··· DATASET ROWS

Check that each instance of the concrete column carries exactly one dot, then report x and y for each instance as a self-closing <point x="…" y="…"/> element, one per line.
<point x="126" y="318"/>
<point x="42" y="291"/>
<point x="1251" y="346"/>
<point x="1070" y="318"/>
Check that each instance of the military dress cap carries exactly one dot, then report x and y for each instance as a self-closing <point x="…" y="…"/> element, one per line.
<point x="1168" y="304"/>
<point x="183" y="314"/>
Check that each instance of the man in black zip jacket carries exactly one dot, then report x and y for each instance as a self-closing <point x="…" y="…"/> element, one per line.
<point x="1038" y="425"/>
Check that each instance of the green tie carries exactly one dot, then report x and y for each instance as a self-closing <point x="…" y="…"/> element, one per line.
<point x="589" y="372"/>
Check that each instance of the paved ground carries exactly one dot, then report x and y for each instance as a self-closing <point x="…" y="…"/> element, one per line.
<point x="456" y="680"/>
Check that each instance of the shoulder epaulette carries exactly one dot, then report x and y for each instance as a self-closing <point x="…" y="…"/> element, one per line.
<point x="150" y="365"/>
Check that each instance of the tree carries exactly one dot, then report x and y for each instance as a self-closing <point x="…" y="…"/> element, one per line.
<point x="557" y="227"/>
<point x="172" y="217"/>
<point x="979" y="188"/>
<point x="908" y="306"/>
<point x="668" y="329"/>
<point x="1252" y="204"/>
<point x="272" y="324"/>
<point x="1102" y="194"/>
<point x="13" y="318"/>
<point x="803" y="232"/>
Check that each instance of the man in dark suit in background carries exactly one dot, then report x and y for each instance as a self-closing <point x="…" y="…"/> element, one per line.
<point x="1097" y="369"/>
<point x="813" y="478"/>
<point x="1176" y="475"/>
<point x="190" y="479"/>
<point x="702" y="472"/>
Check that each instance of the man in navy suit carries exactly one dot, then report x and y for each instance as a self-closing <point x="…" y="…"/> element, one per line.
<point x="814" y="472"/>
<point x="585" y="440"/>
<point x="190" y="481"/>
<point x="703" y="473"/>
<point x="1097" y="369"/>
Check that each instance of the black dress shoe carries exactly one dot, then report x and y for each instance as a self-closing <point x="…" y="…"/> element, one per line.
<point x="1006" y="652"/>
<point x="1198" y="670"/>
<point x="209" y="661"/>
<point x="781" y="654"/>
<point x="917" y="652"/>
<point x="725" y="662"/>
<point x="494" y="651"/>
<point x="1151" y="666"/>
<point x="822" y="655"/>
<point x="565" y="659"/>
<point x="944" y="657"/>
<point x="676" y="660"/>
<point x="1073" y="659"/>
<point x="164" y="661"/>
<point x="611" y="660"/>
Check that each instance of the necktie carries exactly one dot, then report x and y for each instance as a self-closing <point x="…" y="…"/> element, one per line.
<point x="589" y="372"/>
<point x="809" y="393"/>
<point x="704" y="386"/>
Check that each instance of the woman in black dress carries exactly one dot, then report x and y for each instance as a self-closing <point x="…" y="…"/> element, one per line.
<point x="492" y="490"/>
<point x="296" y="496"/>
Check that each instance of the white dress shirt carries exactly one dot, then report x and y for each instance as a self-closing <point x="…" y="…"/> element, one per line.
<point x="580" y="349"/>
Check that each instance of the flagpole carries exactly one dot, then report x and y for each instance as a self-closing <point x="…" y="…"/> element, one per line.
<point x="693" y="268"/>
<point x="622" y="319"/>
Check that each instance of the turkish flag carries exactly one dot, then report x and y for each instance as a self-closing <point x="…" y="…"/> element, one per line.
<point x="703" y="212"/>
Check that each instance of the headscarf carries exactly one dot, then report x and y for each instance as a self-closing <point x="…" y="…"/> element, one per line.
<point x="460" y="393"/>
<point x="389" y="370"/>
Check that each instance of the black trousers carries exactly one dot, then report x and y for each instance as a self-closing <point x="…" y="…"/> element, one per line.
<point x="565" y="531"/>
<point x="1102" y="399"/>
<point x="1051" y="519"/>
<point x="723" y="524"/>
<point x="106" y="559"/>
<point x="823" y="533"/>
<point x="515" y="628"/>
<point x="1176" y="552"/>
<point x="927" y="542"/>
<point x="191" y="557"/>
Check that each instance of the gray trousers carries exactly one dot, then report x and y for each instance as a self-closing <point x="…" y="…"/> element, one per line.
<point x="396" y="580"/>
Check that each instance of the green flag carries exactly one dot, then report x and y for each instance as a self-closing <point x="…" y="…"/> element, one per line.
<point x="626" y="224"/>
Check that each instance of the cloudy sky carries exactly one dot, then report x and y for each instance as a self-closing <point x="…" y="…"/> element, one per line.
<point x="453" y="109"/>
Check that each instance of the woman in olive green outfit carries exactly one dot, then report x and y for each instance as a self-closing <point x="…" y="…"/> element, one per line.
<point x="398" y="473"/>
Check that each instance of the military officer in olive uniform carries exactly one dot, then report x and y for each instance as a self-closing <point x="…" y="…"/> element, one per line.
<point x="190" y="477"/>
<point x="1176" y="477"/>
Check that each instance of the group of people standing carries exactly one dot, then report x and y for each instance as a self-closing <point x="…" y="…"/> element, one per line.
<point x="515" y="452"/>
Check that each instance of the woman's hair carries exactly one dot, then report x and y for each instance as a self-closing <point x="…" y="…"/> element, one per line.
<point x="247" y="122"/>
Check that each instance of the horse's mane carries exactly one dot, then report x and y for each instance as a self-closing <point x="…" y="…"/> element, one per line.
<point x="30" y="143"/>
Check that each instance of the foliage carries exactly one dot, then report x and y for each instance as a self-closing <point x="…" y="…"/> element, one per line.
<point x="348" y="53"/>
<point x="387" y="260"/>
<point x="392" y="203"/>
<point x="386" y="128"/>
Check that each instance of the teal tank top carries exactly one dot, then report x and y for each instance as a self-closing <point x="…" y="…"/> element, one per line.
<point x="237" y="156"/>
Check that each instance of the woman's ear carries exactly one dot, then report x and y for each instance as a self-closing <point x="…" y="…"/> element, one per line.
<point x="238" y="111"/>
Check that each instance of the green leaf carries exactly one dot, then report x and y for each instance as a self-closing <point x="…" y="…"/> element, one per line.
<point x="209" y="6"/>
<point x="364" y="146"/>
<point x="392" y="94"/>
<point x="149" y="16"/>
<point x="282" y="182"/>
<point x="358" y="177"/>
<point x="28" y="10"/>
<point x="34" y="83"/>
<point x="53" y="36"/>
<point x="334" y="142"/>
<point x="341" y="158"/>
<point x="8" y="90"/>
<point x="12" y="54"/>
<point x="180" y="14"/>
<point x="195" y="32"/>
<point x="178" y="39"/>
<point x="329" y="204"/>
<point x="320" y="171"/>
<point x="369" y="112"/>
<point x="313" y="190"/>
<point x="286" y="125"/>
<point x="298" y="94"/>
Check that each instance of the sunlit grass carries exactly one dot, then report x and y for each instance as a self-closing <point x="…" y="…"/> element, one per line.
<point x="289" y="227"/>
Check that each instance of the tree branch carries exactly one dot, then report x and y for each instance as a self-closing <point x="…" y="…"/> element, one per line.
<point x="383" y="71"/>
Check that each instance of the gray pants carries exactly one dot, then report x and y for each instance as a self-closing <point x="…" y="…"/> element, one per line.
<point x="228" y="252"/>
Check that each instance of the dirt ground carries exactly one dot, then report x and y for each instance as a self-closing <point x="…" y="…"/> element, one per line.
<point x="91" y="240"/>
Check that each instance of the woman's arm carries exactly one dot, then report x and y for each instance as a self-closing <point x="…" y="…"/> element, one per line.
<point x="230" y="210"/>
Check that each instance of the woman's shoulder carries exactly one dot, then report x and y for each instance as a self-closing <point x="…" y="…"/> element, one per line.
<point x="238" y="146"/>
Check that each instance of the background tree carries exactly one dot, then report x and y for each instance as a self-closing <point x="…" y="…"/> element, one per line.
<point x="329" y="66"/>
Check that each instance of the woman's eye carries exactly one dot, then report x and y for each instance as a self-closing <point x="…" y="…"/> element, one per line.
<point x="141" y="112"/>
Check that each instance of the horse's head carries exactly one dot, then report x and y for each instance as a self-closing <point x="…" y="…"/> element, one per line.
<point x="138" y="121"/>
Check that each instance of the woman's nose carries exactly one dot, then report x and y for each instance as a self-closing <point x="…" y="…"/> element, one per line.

······

* PROBLEM TO WORK ON: Could you give again exactly the lines from the line containing "Check that each instance of the woman's arm" through the final line of the data above, and no others?

* COMPLETED EXERCISE:
Check that each instance of the woman's arm carries exactly one dot, then report x and y for each instance as a self-closing <point x="…" y="…"/> element, one per line.
<point x="230" y="210"/>
Check that each instance of the woman's shoulder carries exactly one dot, then report x and y for each instance as a self-closing <point x="…" y="…"/> element, one per line.
<point x="238" y="146"/>
Check that each instance of the background tree carries exactly one dot, then report x and y for each instance as a self-closing <point x="…" y="…"/> element, one per line.
<point x="329" y="66"/>
Check that each instance of the woman's eye carries exactly one dot, then report x and y for each instance as a self-closing <point x="…" y="…"/> element, one per line.
<point x="141" y="112"/>
Check that each instance of the horse's head carries exactly one dot, then report x and y for each instance as a self-closing <point x="…" y="…"/> element, one per line.
<point x="138" y="121"/>
Check that each instance of the woman's nose carries exactly one dot, then report x and y for each instance as a self-closing <point x="…" y="…"/> element, one per line.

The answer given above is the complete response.